It is hard to believe. It has been one year since my father died, a whole year he hasn’t been a part of. He was not there to worry about me when I had pneumonia, as he was the first time it happened, when I was 17. He brought chocolates and books to the hospital, put a warm washcloth on my arm when I complained about the coldness of the IV. He is not here now to joke that my new singing voice (I lost my upper register, it appears, permanently) sounds suspiciously like Ethel Merman’s, who he pretended to love but really loathed, setting up a premise the whole family continues to trade on. (Just ask my brother what his “favorite” movies are and be prepared to cringe.)
--
**DESCRIPTION OF THE TASK:**
Reproduce the passage about the writer's late father word for word, starting at "It is hard to" and ending at "prepared to cringe.)".

**EXCERPTED DATA:**
--
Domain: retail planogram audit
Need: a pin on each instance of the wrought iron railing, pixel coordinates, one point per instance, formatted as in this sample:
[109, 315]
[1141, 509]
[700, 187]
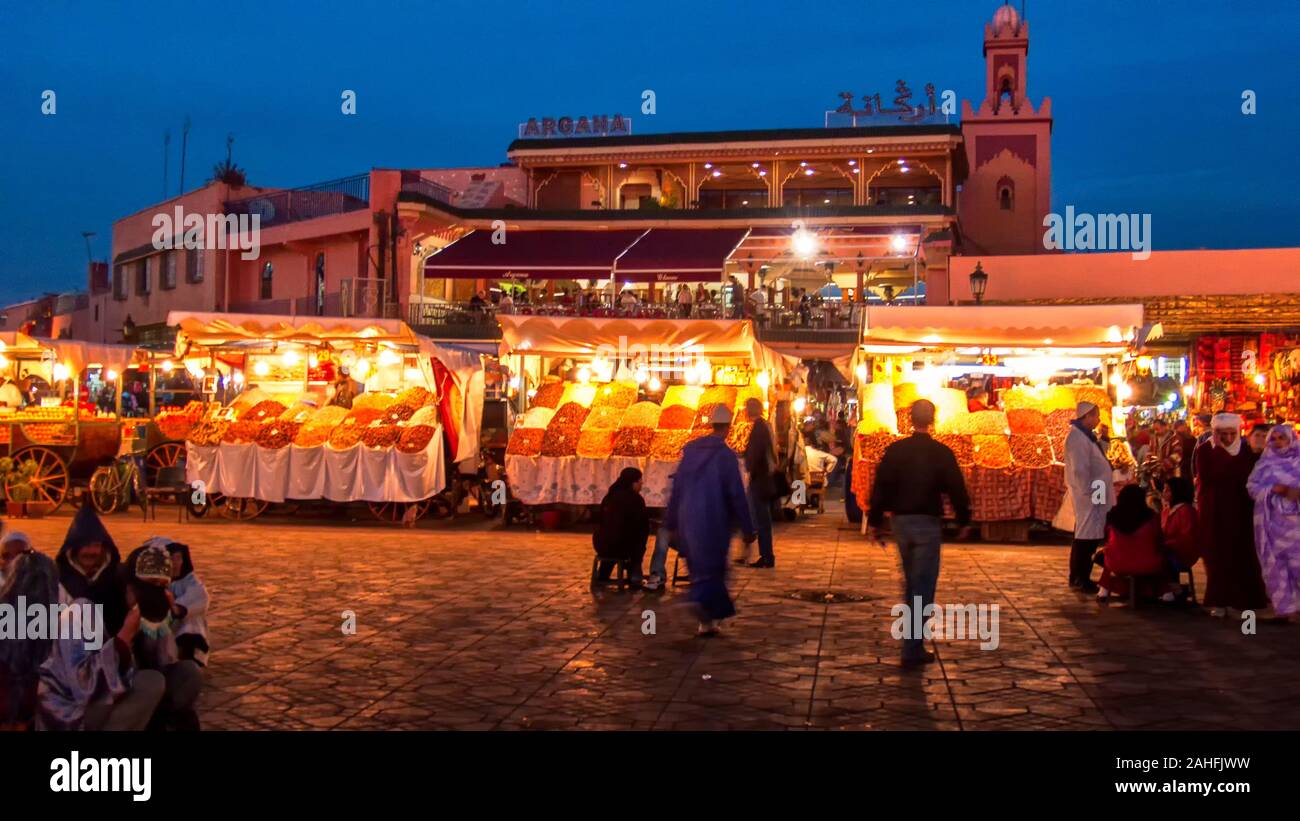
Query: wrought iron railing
[323, 199]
--
**ANSWER FOR THIS EXERCISE:**
It is hard to believe. It has been one year since my father died, a whole year he hasn’t been a part of. He was not there to worry about me when I had pneumonia, as he was the first time it happened, when I was 17. He brought chocolates and books to the hospital, put a warm washcloth on my arm when I complained about the coldness of the IV. He is not here now to joke that my new singing voice (I lost my upper register, it appears, permanently) sounds suspiciously like Ethel Merman’s, who he pretended to love but really loathed, setting up a premise the whole family continues to trade on. (Just ask my brother what his “favorite” movies are and be prepared to cringe.)